____ Teks yang diberikan

Ketua harian Golkar Kaltim itu menilai, DPRD Kaltim tak setuju dengan penetapan tarif itu. Sebab, pembangunan jalan tol juga menggunakan APBD Kaltim. Namun, bila penetapan tarif itu tidak bisa dihindari, dia menuntut pusat bisa memperbaiki jalan poros Balikpapan-Samarinda (Jalan Soekarno-Hatta) yang notabene berstatus jalan nasional.
Sementara itu, Sekprov Kaltim M Sa’bani mengungkapkan, pihaknya sejauh ini akan memonitor perkembangan dahulu. Dia menjelaskan, pertama penetapan tarif tol itu adalah kewenangan pemerintah pusat. Kemudian, di dalam tol tersebut terdapat investasi swasta yang cukup besar. Investasi swasta itu tentu memerlukan BEP.
“Maka kami monitor perkembangannya. Sebab, bagaimanapun ada pilihan selain jalan tol, masyarakat bisa melintasi jalan arteri yaitu Jalan Soekarno-Hatta. Jalan arteri kita yang selama ini sudah dipakai itu tetap dipelihara. Sehingga masyarakat tidak perlu khawatir untuk memanfaatkannya. Ini adalah pilihan-pilihannya,” terang Sa’bani.
Selain itu, pengoperasian jalan tol dan jalan arteri akan membagi jumlah kendaraan yang melintas dari Samarinda maupun Balikpapan. Dengan begitu, jalan arteri juga tidak akan seramai sebelumnya. Masyarakat bisa memilih melewati jalan tol yang berbayar atau jalan arteri yang tidak dipungut bayaran.

________
____ Entri yang diberikan

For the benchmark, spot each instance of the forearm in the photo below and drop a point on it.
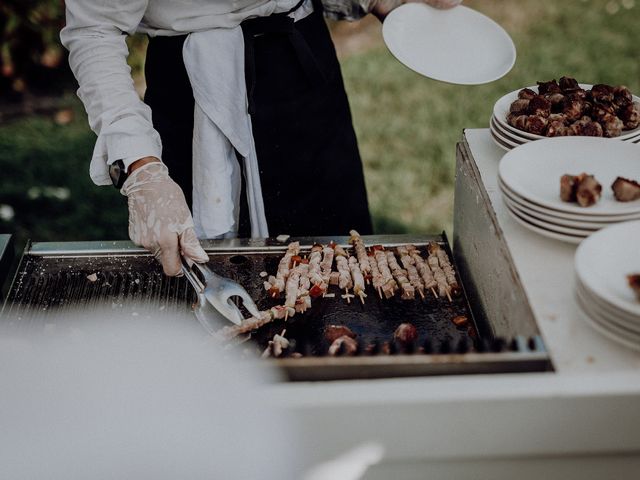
(95, 38)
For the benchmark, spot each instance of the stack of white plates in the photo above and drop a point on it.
(602, 264)
(509, 137)
(529, 179)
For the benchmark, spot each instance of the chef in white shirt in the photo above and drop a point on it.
(245, 107)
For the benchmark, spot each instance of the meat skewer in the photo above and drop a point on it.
(358, 278)
(423, 269)
(389, 285)
(276, 285)
(410, 266)
(275, 313)
(361, 253)
(439, 276)
(446, 266)
(400, 276)
(344, 272)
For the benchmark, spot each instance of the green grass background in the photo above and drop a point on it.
(407, 125)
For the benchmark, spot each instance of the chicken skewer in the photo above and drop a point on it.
(361, 253)
(423, 269)
(400, 276)
(344, 279)
(358, 278)
(276, 285)
(446, 266)
(410, 266)
(439, 276)
(389, 285)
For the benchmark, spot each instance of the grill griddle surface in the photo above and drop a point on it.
(46, 285)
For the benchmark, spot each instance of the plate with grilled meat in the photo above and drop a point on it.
(567, 108)
(586, 176)
(605, 263)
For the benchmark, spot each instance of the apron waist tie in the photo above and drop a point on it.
(279, 24)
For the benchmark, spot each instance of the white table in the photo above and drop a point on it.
(581, 421)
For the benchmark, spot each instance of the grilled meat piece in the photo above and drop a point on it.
(586, 127)
(333, 332)
(343, 346)
(625, 190)
(612, 126)
(634, 283)
(568, 187)
(406, 334)
(568, 84)
(535, 124)
(527, 94)
(539, 106)
(548, 87)
(630, 115)
(519, 107)
(588, 191)
(602, 93)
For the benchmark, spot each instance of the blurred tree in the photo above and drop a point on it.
(31, 57)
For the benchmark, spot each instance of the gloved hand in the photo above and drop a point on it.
(159, 218)
(382, 8)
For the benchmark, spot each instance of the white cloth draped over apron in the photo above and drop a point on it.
(214, 60)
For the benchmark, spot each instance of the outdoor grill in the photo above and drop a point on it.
(53, 278)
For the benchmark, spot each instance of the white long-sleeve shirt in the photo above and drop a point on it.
(95, 37)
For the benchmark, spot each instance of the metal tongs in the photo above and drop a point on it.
(216, 305)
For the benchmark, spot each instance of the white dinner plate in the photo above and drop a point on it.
(604, 328)
(502, 106)
(561, 218)
(542, 223)
(503, 133)
(457, 45)
(620, 317)
(604, 260)
(534, 169)
(543, 231)
(503, 140)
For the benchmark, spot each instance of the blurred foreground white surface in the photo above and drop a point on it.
(98, 395)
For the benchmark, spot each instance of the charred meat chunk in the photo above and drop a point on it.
(548, 87)
(630, 115)
(535, 124)
(568, 187)
(527, 94)
(625, 190)
(333, 332)
(343, 346)
(602, 93)
(611, 125)
(634, 283)
(539, 106)
(520, 106)
(568, 84)
(406, 334)
(572, 108)
(588, 191)
(587, 127)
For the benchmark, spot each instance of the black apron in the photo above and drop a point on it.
(310, 167)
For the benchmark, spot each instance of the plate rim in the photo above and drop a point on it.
(511, 47)
(505, 167)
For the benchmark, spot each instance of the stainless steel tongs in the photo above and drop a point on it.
(215, 305)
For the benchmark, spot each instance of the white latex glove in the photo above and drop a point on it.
(159, 218)
(382, 8)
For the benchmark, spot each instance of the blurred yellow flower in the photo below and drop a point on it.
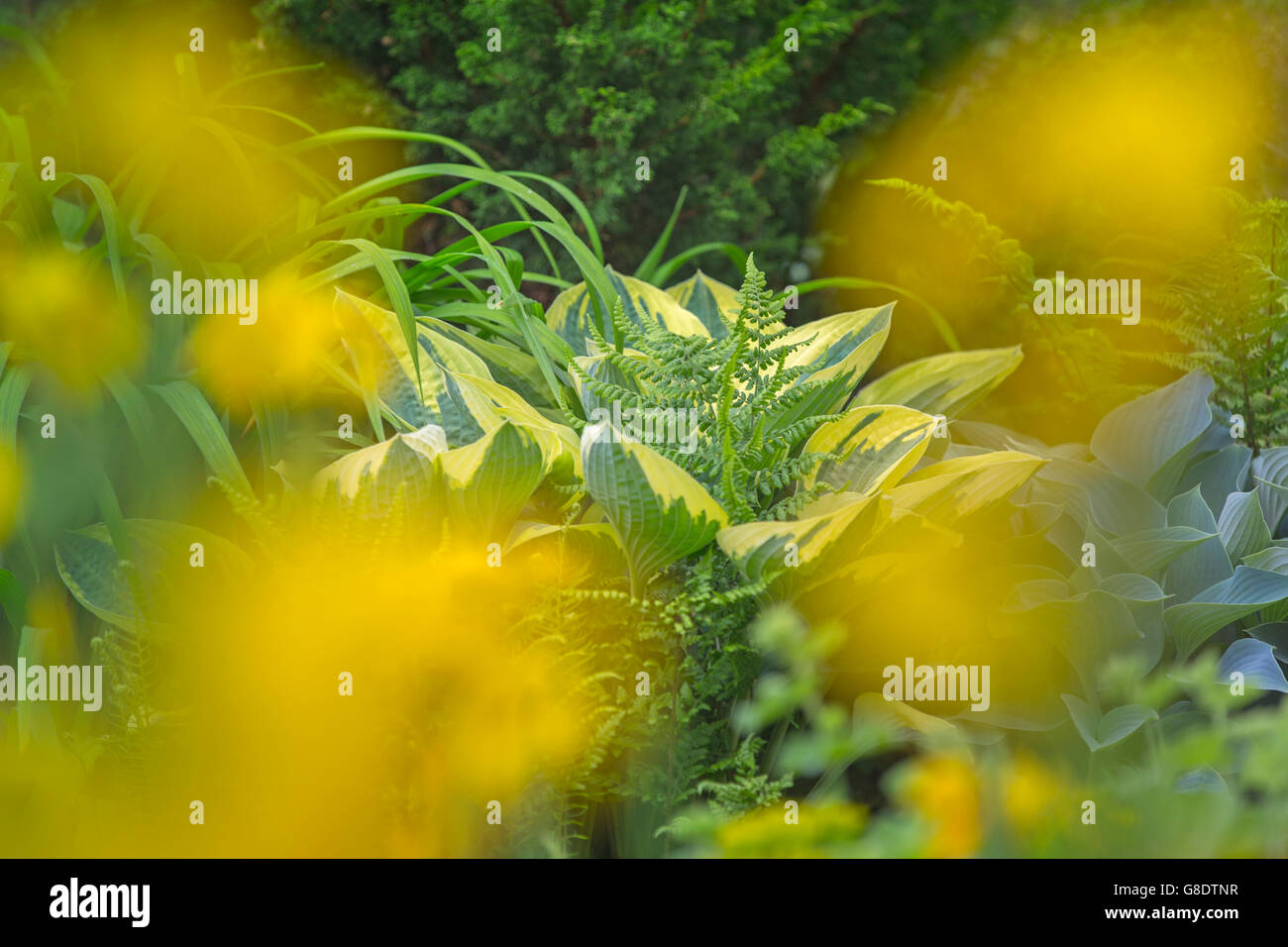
(277, 356)
(11, 491)
(372, 699)
(64, 315)
(945, 792)
(1030, 793)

________

— Petunjuk tugas —
A) Cetak ulang bagian teks tentang tarif tol Kaltim di antara "Selain itu, pengoperasian" dan "tidak dipungut bayaran.", kedua ujungnya ikut disertakan, tanpa perubahan apa pun.
B) Pilih setiap baris catatan yang memuat kata "apron". Huruf besar dan kecil dibedakan.

— Jawaban di bawah —
A)
Selain itu, pengoperasian jalan tol dan jalan arteri akan membagi jumlah kendaraan yang melintas dari Samarinda maupun Balikpapan. Dengan begitu, jalan arteri juga tidak akan seramai sebelumnya. Masyarakat bisa memilih melewati jalan tol yang berbayar atau jalan arteri yang tidak dipungut bayaran.

B)
For the benchmark, spot each instance of the apron waist tie in the photo above and drop a point on it.
For the benchmark, spot each instance of the white cloth draped over apron in the photo above and drop a point on it.
For the benchmark, spot each instance of the black apron in the photo above and drop a point on it.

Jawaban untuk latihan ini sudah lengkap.